:: YOUR TASK ::
Rewrite the data below, replacing every occurrence of "Marks" with "Points" and leaving everything else unchanged.
** Start of DATA **
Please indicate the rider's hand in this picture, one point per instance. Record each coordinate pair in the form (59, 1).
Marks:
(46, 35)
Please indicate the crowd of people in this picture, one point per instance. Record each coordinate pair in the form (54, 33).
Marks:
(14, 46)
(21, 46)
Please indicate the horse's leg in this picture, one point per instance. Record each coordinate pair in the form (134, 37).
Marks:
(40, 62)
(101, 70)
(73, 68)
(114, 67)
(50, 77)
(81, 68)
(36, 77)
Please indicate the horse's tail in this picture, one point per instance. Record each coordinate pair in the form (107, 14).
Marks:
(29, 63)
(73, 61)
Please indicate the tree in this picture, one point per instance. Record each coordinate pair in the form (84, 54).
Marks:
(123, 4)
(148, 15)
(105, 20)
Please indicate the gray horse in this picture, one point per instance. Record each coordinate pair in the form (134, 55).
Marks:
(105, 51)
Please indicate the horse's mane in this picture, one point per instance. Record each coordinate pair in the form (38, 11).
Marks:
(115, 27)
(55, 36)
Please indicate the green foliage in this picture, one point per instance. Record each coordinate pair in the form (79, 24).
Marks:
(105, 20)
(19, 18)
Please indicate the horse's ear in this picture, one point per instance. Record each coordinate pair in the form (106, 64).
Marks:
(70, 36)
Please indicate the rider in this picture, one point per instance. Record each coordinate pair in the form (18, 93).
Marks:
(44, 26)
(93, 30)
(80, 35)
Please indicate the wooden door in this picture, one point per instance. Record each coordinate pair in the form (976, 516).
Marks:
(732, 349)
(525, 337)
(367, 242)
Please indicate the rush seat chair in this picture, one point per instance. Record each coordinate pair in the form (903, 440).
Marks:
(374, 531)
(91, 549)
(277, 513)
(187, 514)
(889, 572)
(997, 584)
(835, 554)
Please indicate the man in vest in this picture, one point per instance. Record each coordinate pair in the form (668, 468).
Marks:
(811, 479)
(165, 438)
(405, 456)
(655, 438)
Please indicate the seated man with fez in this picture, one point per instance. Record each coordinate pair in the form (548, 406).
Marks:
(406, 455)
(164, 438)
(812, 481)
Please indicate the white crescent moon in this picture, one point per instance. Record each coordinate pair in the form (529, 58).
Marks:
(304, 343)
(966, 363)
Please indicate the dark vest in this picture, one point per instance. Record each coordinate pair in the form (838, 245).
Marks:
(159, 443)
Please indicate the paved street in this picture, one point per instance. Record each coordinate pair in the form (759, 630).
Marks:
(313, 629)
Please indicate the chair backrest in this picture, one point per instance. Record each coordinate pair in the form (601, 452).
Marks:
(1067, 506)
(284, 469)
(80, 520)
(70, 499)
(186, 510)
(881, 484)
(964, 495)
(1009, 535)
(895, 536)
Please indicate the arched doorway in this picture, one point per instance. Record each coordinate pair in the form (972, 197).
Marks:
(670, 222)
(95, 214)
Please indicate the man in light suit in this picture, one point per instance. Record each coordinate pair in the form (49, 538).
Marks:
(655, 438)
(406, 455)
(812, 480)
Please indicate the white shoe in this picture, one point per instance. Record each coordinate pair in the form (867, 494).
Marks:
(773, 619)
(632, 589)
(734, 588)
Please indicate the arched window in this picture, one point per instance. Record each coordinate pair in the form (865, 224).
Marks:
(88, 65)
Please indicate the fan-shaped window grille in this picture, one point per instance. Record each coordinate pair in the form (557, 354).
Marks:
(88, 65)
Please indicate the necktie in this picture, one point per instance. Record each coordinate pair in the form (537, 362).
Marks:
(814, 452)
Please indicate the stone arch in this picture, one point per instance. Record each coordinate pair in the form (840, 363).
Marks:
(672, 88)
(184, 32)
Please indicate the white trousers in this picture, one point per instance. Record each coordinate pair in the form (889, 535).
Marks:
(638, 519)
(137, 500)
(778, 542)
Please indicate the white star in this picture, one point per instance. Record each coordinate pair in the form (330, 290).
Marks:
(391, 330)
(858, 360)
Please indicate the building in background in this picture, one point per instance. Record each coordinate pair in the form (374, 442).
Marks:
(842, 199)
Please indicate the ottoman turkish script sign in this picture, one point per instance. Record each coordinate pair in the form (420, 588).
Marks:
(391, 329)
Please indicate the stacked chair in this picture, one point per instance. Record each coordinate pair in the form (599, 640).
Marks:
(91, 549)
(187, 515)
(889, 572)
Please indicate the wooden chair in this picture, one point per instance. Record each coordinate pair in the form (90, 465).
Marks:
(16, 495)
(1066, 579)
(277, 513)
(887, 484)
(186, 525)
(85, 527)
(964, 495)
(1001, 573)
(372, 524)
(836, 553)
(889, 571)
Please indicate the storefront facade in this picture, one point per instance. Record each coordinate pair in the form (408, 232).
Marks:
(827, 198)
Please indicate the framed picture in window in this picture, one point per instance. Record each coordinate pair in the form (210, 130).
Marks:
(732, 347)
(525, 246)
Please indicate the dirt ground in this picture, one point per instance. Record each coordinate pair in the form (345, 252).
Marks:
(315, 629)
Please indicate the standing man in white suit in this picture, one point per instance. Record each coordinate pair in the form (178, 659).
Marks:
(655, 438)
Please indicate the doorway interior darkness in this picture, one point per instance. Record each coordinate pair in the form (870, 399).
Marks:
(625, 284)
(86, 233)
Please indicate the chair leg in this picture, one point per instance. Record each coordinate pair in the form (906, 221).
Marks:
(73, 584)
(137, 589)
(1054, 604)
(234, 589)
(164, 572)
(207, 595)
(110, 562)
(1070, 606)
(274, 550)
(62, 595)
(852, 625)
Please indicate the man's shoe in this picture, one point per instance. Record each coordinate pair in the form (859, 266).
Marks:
** End of DATA **
:: SOLVED PROBLEM ::
Please indicate the rider's hand in this picture, one point per instance. Record each coordinate pair in the form (59, 1).
Points:
(46, 35)
Please indicate the crowd of people in this picture, one point per instance. Record each coordinate pair in the form (54, 33).
Points:
(14, 46)
(21, 46)
Please indicate the horse's leg in this picture, one point per instance. Record each coordinate pair in the form (134, 37).
Points:
(40, 62)
(101, 70)
(73, 68)
(114, 67)
(50, 77)
(81, 68)
(36, 77)
Please indicate the horse's tail in this picture, one point per instance. Record each coordinate pair in the form (107, 14).
Points:
(29, 63)
(73, 61)
Please indicate the tree in this picture, one point per instance. Record each coordinate pair in the form (84, 54).
Points:
(123, 4)
(148, 15)
(105, 20)
Please indicate the gray horse in this picture, one point per instance. Record each coordinate pair in the form (134, 55).
Points:
(105, 51)
Please indicate the horse's mane in this picture, one point per instance. Record each coordinate pair in the form (38, 11).
Points:
(115, 27)
(55, 36)
Please indicate the green foliage in this picture, one point per instance. Record each coordinate pair in the form (79, 24).
Points:
(105, 20)
(19, 18)
Please indicate the horse's ear in this picture, one point per instance. Record each coordinate pair in the form (106, 64).
Points:
(70, 36)
Please indicate the rider in this picture, one point per instance. Record each coordinate pair in the form (18, 93).
Points:
(44, 26)
(93, 30)
(80, 35)
Please indicate the wooden door in this picture, one point per instance. Record each coordinate pair in the form (976, 516).
Points:
(732, 349)
(525, 337)
(367, 242)
Please indicate the rush seat chair in this picture, one point per instance. Record each coordinate pair in the form (903, 440).
Points:
(374, 531)
(91, 549)
(277, 513)
(187, 514)
(889, 572)
(997, 584)
(835, 554)
Please indicate the man in vest in this picture, one point per instance. Record each coordinate pair in the form (668, 468).
Points:
(811, 479)
(165, 438)
(405, 456)
(655, 438)
Please indicate the seated man with fez in this picture, one point per instance. Record each coordinate pair in the form (548, 406).
Points:
(406, 455)
(164, 438)
(812, 481)
Please indicate the white crescent moon in this picture, one point per instance. Record each coordinate pair in the form (529, 58).
Points:
(304, 343)
(966, 363)
Please indicate the dark vest in this picture, one point per instance. Record each coordinate pair in the form (838, 245).
Points:
(159, 443)
Please indicate the paved street in this picture, one point per instance. Record each coordinate pair in the form (759, 630).
Points:
(313, 629)
Please indicate the chair backrest in this picture, one point per instance. Record each coordinate pair in the form (601, 452).
Points:
(1067, 506)
(284, 469)
(80, 520)
(70, 499)
(186, 510)
(881, 484)
(964, 495)
(1009, 535)
(895, 536)
Please indicate the arched doorway in this picture, one point per instance. Record each coordinate pair in the form (972, 197).
Points:
(670, 222)
(95, 214)
Please indicate the man in light suit in this picture, one point per instance. Record each coordinate pair in the form (49, 538).
Points:
(655, 438)
(406, 455)
(812, 480)
Please indicate the white shoe in this picture, one point per instance. Record each coordinate pair in the form (867, 494).
Points:
(773, 619)
(632, 589)
(734, 588)
Please indicate the arched window in this picture, one point per instance. Record each coordinate pair in the form (865, 224).
Points:
(88, 65)
Please indicate the fan-shaped window grille in this picture, one point per instance. Record each coordinate pair in the form (557, 354).
Points:
(88, 65)
Please indicate the necktie in this picture, one point per instance. Record each coordinate pair in the form (537, 362).
Points:
(814, 452)
Please indicate the stone arch in this picture, one point per instance. Record each coordinate pair in the form (840, 363).
Points:
(672, 88)
(184, 32)
Please indicate the white trousers in this picture, one point per instance. Record each coordinate pair in the form (889, 535).
Points:
(638, 519)
(137, 500)
(778, 542)
Please indicate the white star in this picture, one point per instance. Record each coordinate pair in the form (330, 290).
Points:
(391, 330)
(858, 360)
Please indicate the building in background in this picture, one point per instance. Record each coordinate pair in the form (374, 442).
Points:
(842, 199)
Please indicate the ottoman turkish script sign in this picture, one point per instance. Record each coordinate pair in the form (420, 588).
Points:
(391, 329)
Please indicate the stacked chair in this picture, one point per instance. Record each coordinate pair in the form (599, 640).
Points:
(91, 549)
(187, 515)
(889, 572)
Please indicate the wooden chair in this picture, one point per instance. Record each coordinate pair in the form (90, 465).
Points:
(16, 495)
(1066, 579)
(277, 513)
(887, 484)
(186, 525)
(85, 527)
(964, 495)
(1001, 573)
(372, 524)
(836, 553)
(889, 571)
Please indicate the storefront facade in this picture, one point per instance. Record each coordinate pair in the form (408, 232).
Points:
(827, 198)
Please indicate the framed picture in window in this picture, one point per instance. Record each coordinate pair in the form (210, 130).
Points:
(732, 347)
(525, 246)
Please indicate the dirt ground in this picture, one point per instance. Record each coordinate pair in the form (345, 252).
Points:
(315, 629)
Please indicate the standing man in white suit in this picture, one point per instance. Record each coordinate pair in the form (178, 659).
Points:
(655, 438)
Please indicate the doorway interior darkness in this picture, one point per instance. Record each coordinate pair in the form (870, 399).
Points:
(625, 284)
(86, 233)
Please indicate the chair leg in this picture, one point per instance. Record each coordinate pair in the form (906, 221).
Points:
(73, 584)
(137, 589)
(1054, 604)
(234, 589)
(164, 572)
(207, 595)
(110, 562)
(1070, 606)
(274, 550)
(62, 595)
(852, 625)
Please indicate the man's shoe in this picture, one point per instance. Record each coordinate pair in the form (859, 266).
Points:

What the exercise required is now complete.